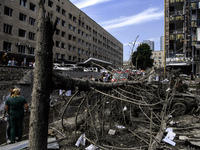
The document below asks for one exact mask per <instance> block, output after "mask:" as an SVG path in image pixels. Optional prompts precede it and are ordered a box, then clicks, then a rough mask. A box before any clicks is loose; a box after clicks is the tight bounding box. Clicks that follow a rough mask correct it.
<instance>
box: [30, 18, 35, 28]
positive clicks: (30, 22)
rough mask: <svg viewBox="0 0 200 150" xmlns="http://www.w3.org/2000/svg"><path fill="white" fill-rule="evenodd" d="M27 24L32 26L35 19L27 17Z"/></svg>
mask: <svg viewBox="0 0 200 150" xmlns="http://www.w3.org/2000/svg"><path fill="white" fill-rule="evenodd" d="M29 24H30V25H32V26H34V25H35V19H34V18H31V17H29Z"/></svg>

--

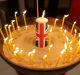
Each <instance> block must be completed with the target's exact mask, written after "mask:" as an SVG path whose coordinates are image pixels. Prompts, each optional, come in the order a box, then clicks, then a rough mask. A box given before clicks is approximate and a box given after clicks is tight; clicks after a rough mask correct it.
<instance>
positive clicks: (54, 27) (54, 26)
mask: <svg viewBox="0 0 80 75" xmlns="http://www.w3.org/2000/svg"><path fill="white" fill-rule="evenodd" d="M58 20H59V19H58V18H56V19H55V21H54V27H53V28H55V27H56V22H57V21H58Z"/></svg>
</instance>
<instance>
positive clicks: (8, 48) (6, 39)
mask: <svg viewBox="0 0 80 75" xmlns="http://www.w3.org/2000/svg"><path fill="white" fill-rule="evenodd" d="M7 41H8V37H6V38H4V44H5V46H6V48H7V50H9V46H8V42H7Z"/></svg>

* * *

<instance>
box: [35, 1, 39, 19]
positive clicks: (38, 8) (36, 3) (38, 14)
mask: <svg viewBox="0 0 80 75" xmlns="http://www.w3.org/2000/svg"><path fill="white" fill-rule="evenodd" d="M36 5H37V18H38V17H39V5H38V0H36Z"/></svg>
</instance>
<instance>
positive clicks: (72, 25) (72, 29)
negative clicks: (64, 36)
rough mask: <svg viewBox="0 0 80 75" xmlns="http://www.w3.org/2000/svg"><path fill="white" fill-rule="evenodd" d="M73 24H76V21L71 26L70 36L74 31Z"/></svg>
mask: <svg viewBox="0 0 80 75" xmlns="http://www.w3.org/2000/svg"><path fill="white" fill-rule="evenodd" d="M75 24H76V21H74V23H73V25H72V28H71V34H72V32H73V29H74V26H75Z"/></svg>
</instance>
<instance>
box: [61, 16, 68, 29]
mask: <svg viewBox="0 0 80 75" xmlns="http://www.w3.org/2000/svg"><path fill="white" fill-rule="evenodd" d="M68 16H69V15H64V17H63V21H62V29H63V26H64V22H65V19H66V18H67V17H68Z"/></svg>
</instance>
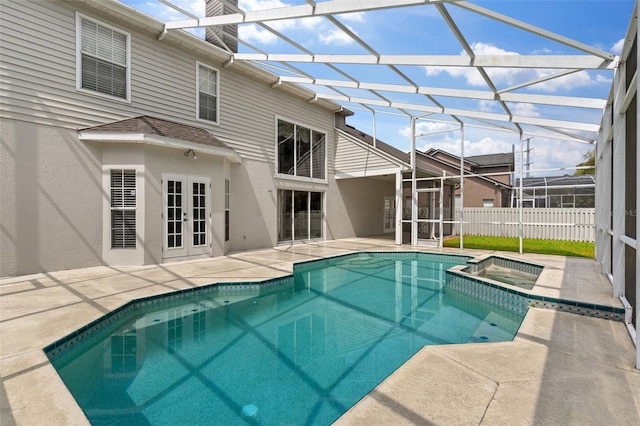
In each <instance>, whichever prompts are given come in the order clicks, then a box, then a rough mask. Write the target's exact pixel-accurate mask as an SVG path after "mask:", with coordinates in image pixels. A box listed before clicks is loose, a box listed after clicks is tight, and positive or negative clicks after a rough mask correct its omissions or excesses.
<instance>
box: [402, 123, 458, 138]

> _What to do_
Locate every line in the items above that contains the string "negative" and copy each such line in full. Matching is case-sensitive.

> _Written response_
negative clicks: (64, 36)
In each <instance>, whichever prompts are given come in the order clicks, then a box, then a rough mask. Write the target's exact pixel-accurate mask as an SVG path after "mask:", with coordinates in image pixels. A box listed before clicks is loose, a box listed after clicks is tight, and positive or negative clicks after a rough mask correct its omissions or excesses.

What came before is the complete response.